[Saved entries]
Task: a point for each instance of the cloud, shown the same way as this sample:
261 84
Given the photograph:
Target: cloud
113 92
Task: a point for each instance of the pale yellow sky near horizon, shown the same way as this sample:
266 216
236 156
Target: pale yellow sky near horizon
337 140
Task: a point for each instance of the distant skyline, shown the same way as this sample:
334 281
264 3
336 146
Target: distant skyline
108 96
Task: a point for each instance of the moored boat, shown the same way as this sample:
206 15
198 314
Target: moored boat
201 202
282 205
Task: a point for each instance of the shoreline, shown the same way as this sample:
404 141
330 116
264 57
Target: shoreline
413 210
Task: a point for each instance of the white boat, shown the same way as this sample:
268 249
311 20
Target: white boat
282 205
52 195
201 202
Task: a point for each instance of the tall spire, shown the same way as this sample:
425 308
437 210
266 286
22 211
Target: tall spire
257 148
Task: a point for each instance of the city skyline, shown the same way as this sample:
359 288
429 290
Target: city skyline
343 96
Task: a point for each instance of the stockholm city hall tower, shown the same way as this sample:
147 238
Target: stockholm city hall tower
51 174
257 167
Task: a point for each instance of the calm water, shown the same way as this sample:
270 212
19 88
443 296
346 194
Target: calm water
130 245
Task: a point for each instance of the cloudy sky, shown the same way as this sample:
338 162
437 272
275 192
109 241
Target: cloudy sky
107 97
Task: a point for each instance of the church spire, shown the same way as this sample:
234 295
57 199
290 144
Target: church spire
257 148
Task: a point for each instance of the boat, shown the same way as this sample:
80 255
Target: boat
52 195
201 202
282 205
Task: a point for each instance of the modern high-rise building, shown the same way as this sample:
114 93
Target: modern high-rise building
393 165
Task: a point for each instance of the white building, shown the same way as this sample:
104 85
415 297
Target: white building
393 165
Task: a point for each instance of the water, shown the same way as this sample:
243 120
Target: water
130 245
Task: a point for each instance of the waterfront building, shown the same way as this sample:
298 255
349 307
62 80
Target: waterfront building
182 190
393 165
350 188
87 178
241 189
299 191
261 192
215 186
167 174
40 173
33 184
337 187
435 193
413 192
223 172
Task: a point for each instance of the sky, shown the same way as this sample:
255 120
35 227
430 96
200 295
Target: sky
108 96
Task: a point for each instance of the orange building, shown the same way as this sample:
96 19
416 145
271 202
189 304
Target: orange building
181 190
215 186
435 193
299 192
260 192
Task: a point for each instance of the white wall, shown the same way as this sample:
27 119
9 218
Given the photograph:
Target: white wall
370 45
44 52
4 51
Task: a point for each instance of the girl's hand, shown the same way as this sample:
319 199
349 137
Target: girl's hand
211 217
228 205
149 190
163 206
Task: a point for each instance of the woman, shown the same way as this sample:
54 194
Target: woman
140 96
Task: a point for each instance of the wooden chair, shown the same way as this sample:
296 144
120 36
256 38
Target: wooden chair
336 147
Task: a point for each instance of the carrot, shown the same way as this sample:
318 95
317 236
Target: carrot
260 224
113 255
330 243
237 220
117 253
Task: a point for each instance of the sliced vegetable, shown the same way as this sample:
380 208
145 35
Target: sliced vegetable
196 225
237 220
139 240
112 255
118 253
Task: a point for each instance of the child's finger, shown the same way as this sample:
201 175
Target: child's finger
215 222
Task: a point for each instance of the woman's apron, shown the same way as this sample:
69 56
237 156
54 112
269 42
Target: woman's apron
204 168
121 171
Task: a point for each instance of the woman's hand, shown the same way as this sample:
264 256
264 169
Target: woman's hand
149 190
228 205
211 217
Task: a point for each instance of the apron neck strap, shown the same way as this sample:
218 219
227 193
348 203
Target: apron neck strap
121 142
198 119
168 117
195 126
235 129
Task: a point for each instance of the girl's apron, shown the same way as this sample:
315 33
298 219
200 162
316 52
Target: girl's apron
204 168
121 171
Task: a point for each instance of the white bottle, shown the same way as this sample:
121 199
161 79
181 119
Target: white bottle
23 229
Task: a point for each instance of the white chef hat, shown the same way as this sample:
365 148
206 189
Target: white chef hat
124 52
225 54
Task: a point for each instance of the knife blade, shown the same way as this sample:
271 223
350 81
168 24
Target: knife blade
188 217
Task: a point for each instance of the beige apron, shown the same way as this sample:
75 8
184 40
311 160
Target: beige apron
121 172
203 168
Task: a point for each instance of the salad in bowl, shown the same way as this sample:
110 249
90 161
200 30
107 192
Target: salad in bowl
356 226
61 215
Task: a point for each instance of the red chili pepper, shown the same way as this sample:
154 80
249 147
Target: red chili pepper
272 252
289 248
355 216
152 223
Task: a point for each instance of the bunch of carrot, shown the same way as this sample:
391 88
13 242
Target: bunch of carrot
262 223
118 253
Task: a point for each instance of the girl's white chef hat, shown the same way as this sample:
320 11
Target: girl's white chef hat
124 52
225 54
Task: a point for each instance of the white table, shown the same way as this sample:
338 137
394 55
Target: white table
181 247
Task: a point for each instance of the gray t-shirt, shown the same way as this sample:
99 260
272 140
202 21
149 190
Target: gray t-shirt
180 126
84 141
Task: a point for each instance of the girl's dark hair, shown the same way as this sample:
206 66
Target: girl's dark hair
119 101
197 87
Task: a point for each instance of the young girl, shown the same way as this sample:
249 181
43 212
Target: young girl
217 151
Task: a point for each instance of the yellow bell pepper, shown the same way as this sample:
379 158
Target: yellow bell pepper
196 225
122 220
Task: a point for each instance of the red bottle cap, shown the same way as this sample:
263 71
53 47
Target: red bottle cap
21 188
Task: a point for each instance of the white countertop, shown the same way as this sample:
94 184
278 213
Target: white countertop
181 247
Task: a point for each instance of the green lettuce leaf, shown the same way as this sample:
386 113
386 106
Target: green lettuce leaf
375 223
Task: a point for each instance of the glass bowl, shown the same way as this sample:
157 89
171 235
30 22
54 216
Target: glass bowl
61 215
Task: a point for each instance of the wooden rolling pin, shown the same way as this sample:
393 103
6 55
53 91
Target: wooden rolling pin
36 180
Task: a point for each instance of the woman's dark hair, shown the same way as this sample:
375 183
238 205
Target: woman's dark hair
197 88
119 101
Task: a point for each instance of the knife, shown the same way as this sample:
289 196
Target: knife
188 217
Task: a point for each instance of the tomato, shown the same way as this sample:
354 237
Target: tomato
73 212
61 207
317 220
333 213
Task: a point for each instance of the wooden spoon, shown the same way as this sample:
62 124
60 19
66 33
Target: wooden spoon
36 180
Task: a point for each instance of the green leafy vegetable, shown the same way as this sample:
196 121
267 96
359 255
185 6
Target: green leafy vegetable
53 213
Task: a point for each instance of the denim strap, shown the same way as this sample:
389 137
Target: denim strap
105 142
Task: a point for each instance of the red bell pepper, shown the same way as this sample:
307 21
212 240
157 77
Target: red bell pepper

## Exercise aim:
Retyping every entry exactly is the whole of the task.

## Written solution:
Task: a point for each instance of the cloud, shown the same way as this sample:
261 84
Given the photograph:
Target: cloud
113 92
Task: a point for each instance of the pale yellow sky near horizon, shown the same way as this sample:
266 216
236 156
Target: pale yellow sky near horizon
337 140
Task: a point for each instance of the distant skyline, shown the same way as this sample:
334 281
264 3
336 146
Target: distant skyline
108 96
Task: a point for each instance of the moored boat, shown the same way as this sample:
206 15
198 314
Target: moored boat
201 202
282 205
Task: a point for each instance of the shoreline, shown the same way as this sample:
404 141
330 116
264 57
Target: shoreline
413 210
Task: a point for each instance of the white boat, shown the same way as this sample:
268 249
311 20
Target: white boat
282 205
52 195
201 202
Task: a point for each instance of the tall spire, shown the same way as this sample:
425 308
437 210
266 286
22 211
Target: tall spire
257 148
Task: a point for each instance of the city skyline, shown the same way as this sample:
359 288
429 290
Target: city skyline
343 96
Task: a point for each instance of the stockholm city hall tower, shown the same way as this sample:
147 238
Target: stockholm city hall tower
51 174
257 167
Task: a point for each instance of the calm water, shown the same way as this sample:
270 212
19 88
443 296
346 194
Target: calm water
130 245
Task: a point for each instance of the cloudy sky, shown the same way as this sample:
338 162
437 272
275 192
109 241
Target: cloudy sky
107 97
Task: a point for each instance of the church spire, shown the same way as this sample:
234 295
57 199
290 144
Target: church spire
257 148
Task: a point for each instance of the boat, shown the same way as this sample:
80 255
Target: boat
52 195
201 202
282 205
Task: a point for each instance of the modern high-rise building, shown the same way as this sample:
114 93
Target: modern high-rise building
393 165
Task: a point for each instance of the white building, shown the same way as this sample:
104 85
415 297
Target: white building
393 165
Task: a point for each instance of the water, shown the same way as this sample:
243 120
Target: water
130 245
Task: a point for each instance of the waterfront building, shown the same way as this sample:
298 255
349 307
62 80
Target: waterfront building
182 190
393 165
350 188
87 178
241 189
299 191
261 192
215 186
167 174
40 173
33 184
337 187
435 193
413 192
223 172
Task: a point for each instance of the sky, shown the same way as this sample:
255 120
35 227
430 96
200 295
Target: sky
108 96
Task: a point for each instance of the orange building, shown the same way as this sample:
96 19
416 145
271 202
189 304
Target: orange building
181 190
215 186
435 193
299 192
260 192
Task: a point for each instance of the white wall, shown the same way as this sample:
27 119
9 218
Given the photograph:
Target: white wall
370 45
44 52
4 51
Task: a point for each instance of the girl's hand, shown the same way as this sample:
319 199
349 137
Target: girl's hand
211 217
228 205
149 190
163 206
Task: a point for each instance of the woman, shown the same way as this sample:
54 194
Target: woman
140 96
Task: a point for each instance of the wooden chair, shown the same way as this sample:
296 144
120 36
256 38
Target: wooden chair
336 147
Task: a point for each instance of the carrot, shown the same way as this sample:
318 95
317 236
Target: carrot
260 224
113 255
330 243
237 220
117 253
Task: a point for each instance of the sliced vegetable, shown the same way as this sample:
380 208
145 35
Target: sliced vegetable
196 225
237 220
139 240
112 255
118 253
Task: a point for each instance of the child's finger, shown the same way as this sample:
201 175
Target: child's finger
215 222
Task: a point for each instance of the woman's apron, shown the same way as this sample:
69 56
237 156
54 112
269 42
Target: woman's apron
204 168
121 171
Task: a point for each instance of the woman's hand, shown the same way as this sample:
264 256
264 169
Target: woman's hand
149 190
228 205
211 217
Task: a point for each instance of the apron neck strap, shown the same way as this sample:
218 219
227 193
348 203
Target: apron neck strap
121 142
198 119
168 117
195 126
235 129
Task: a point for each instance of the girl's apron, shown the same way as this sample:
315 33
298 219
200 162
316 52
Target: girl's apron
204 168
121 171
Task: a point for each instance of the white bottle, shown the same way as this sample:
121 199
161 79
181 119
Target: white bottle
23 229
Task: a point for each instance of the white chef hat, shown the same way as this sample:
365 148
206 189
Target: white chef hat
124 52
225 54
Task: a point for each instance of the knife blade, shown the same way as this sample:
271 223
350 81
168 24
Target: knife blade
188 217
Task: a point for each instance of the beige apron, shown the same way as this sample:
75 8
184 40
311 160
Target: beige apron
121 172
203 168
Task: a point for each instance of the salad in bowl, shown the same way as this sample:
110 249
90 161
200 30
107 192
Target: salad in bowl
356 226
61 215
Task: a point for each instance of the red chili pepper, shown the same way as this sample:
154 80
249 147
Target: red chili pepper
272 252
289 248
355 216
152 223
Task: a point for each instance of the bunch of carrot, shown the same way as this sample:
391 88
13 242
Target: bunch of carrot
262 223
118 253
Task: a point for each instance of the girl's white chef hat, shown the same way as this sample:
320 11
Target: girl's white chef hat
124 52
225 54
Task: a point for each instance of the white table, shown the same way as this sample:
338 137
394 55
Target: white table
181 247
Task: a point for each instance of the gray t-shirt, shown the same way as this sample:
99 260
272 140
202 21
149 190
Target: gray t-shirt
180 126
84 141
Task: a point for each instance of the girl's dark hair, shown the same way as this sample:
206 66
Target: girl's dark hair
119 101
197 87
Task: a point for each instance of the young girl, shown the same way as this sample:
249 181
43 212
Target: young girl
217 151
Task: a point for each instance of the yellow bell pepper, shown the same way as this sample:
379 158
Target: yellow bell pepper
196 225
122 220
Task: a point for each instance of the red bottle cap, shown the same way as this sample:
263 71
53 47
Target: red bottle cap
21 188
Task: a point for each instance of the white countertop, shown the same way as this sample:
94 184
278 213
Target: white countertop
181 247
Task: a point for each instance of the green lettuce leaf, shown the same way as this sample:
386 113
386 106
Target: green lettuce leaf
375 223
Task: a point for each instance of the glass bowl, shown the same way as this sample:
157 89
171 235
30 22
54 216
Target: glass bowl
61 215
Task: a point for each instance of the wooden rolling pin, shown the same way as this sample:
393 103
6 55
53 91
Target: wooden rolling pin
36 180
Task: a point for each instance of the woman's dark hair, shown the same way as this sample:
375 183
238 205
Target: woman's dark hair
197 88
119 101
Task: a point for each instance of the knife, shown the same way as this sample:
289 196
Target: knife
188 217
Task: a point for each instance of the tomato, shown the same way as this sample:
354 237
Target: tomato
73 212
61 207
317 220
333 213
Task: a point for each instance of the wooden spoon, shown the same way as this sample:
62 124
60 19
66 33
Target: wooden spoon
36 180
Task: a point for each instance of the green leafy vegetable, shown the same way as this sample:
196 121
267 96
359 255
185 6
Target: green leafy vegetable
53 213
Task: a point for each instance of the denim strap, shown the same way as this sample:
389 137
Target: denim strap
105 142
Task: a point for each instance of the red bell pepper, shown the same way as this sample:
307 21
212 240
157 77
Target: red bell pepper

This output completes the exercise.